■ Problem description:
Below are records; copy exactly the line containing "Target: vegetation on cliff" and every line after it, through the last.

(Dataset items)

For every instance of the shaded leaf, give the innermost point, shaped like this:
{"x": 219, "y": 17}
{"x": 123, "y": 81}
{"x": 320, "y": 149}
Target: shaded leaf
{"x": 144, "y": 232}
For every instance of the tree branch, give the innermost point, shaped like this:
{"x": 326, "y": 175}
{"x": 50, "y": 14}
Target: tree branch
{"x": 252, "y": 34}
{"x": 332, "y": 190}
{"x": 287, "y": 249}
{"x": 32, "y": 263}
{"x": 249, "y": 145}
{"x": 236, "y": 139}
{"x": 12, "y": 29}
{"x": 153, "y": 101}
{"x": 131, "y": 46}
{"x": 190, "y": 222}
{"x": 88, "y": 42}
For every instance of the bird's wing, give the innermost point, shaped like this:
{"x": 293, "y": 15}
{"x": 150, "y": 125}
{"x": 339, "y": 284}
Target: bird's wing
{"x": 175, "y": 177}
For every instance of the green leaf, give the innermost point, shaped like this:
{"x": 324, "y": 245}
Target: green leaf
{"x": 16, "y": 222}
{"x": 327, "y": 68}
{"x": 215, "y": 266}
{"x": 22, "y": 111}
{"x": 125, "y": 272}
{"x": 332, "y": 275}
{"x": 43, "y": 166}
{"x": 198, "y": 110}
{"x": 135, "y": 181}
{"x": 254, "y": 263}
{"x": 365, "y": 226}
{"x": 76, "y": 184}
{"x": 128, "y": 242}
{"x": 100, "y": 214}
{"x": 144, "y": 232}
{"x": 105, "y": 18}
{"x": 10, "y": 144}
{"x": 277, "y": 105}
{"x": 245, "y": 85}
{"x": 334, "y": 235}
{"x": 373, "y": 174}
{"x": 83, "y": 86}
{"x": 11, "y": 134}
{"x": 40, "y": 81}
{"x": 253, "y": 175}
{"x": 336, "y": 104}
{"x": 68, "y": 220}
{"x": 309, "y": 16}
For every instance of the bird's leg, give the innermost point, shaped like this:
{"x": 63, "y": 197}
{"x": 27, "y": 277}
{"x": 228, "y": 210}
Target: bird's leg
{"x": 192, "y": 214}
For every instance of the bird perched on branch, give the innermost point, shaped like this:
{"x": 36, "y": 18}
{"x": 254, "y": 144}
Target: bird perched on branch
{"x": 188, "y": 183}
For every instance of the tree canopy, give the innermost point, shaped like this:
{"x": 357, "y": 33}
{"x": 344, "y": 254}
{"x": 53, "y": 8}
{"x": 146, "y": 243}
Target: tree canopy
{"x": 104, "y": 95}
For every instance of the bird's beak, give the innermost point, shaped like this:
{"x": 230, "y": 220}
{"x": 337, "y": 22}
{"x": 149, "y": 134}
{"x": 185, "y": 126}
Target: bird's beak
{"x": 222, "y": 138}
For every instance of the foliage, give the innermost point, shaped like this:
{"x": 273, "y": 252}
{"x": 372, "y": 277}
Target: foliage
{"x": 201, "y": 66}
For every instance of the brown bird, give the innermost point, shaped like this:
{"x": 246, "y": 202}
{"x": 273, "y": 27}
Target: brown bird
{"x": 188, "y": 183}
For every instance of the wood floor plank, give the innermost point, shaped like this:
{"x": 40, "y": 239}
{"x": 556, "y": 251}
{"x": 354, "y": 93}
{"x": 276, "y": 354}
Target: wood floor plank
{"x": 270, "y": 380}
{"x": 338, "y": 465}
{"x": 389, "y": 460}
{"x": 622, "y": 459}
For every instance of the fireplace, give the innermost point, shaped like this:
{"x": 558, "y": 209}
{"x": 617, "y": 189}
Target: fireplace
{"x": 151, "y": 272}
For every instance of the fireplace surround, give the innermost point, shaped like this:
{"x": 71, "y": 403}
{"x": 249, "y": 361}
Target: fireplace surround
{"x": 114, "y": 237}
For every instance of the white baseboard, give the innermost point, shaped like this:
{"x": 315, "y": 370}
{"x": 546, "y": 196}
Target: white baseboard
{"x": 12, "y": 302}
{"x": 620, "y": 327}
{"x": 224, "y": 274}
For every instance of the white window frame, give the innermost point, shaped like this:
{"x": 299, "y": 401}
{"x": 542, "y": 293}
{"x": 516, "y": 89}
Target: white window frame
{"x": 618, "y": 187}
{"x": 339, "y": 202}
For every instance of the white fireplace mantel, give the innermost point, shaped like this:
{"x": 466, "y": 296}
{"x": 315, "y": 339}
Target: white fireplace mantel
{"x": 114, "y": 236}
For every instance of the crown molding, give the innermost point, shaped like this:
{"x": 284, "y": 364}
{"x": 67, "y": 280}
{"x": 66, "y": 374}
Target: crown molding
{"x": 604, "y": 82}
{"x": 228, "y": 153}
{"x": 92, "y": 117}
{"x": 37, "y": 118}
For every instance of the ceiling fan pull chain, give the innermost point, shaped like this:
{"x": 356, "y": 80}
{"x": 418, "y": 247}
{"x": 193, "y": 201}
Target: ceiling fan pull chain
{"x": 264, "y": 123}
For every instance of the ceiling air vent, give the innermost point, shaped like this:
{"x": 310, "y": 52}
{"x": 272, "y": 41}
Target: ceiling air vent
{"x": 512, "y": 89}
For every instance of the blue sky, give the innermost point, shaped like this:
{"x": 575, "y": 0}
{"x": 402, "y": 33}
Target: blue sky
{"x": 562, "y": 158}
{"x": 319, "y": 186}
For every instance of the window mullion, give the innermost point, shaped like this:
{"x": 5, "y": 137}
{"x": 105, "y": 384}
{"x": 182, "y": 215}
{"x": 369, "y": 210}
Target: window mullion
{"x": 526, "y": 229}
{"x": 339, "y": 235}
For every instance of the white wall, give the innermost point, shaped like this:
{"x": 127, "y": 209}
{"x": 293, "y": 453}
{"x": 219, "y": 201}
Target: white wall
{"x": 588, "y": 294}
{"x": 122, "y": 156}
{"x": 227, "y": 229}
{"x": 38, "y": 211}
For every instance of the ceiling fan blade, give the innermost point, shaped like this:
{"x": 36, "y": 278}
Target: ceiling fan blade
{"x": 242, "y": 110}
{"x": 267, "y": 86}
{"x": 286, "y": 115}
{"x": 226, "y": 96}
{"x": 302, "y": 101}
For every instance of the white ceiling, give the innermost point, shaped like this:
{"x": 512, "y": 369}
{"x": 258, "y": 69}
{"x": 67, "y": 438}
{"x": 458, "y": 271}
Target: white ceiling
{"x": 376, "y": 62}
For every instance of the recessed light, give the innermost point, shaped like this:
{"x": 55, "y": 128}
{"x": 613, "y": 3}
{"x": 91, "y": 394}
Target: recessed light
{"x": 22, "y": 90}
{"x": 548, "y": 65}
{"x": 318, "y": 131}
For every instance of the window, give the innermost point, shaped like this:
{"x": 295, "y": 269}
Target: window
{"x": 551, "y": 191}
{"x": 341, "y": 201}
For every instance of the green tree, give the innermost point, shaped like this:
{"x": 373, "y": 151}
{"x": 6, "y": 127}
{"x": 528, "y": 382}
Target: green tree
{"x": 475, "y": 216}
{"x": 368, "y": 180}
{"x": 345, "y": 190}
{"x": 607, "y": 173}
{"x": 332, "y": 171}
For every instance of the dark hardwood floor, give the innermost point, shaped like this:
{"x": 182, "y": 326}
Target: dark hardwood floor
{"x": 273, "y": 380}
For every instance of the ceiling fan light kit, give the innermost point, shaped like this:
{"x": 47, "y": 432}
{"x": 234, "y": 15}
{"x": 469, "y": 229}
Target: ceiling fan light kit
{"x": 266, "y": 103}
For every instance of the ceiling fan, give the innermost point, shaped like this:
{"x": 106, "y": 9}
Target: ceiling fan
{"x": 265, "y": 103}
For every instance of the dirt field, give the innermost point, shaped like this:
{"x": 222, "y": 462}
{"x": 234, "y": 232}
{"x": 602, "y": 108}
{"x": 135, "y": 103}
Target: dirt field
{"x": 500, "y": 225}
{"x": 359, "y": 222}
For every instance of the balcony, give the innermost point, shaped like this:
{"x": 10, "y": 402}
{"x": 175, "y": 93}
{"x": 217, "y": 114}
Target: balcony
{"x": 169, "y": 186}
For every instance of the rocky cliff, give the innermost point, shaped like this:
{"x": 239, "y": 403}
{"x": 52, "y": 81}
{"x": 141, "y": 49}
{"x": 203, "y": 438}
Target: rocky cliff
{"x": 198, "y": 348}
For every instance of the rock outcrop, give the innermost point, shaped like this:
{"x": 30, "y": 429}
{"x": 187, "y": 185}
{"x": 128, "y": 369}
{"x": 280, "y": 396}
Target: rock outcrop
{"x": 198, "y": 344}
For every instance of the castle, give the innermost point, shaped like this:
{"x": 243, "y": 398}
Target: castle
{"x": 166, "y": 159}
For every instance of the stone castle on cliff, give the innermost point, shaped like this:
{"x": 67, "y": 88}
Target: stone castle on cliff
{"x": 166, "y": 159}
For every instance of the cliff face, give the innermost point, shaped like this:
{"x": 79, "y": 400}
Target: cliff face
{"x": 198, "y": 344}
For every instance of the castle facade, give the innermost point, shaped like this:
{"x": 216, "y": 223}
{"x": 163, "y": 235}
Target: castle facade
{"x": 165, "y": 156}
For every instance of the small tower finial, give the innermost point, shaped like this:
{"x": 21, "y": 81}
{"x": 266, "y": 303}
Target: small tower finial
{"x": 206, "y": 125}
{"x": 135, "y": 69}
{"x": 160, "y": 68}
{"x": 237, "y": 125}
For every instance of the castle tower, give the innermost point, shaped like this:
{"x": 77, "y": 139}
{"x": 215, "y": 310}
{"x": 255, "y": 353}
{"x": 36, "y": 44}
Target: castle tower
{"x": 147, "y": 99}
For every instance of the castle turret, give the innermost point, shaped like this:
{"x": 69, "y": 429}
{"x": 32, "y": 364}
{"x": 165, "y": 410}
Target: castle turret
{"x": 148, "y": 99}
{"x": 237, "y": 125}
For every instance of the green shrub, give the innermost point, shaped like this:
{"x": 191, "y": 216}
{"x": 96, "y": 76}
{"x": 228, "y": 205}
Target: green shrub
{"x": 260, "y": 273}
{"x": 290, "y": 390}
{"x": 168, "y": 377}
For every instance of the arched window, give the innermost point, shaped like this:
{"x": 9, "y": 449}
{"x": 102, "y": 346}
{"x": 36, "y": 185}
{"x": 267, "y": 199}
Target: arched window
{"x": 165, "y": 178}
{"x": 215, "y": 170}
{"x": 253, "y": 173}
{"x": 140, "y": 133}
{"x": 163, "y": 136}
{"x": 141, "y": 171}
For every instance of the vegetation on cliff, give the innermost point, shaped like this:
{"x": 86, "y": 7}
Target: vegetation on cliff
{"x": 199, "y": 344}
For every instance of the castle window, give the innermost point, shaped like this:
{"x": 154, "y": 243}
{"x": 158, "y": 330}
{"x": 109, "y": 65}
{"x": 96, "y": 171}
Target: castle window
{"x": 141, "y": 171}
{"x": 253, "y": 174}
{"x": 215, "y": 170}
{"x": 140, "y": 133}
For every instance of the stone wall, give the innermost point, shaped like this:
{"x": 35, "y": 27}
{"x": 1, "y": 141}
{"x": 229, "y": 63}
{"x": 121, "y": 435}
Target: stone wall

■ Output below:
Target: vegetation on cliff
{"x": 199, "y": 344}
For every instance of the castle window, give the innermost point, shaped like this:
{"x": 154, "y": 243}
{"x": 158, "y": 330}
{"x": 109, "y": 65}
{"x": 96, "y": 171}
Target: castle window
{"x": 141, "y": 171}
{"x": 253, "y": 174}
{"x": 215, "y": 170}
{"x": 140, "y": 133}
For every instance of the stone wall, give the innermost point, shaped like this:
{"x": 35, "y": 27}
{"x": 1, "y": 141}
{"x": 229, "y": 63}
{"x": 121, "y": 435}
Target: stone wall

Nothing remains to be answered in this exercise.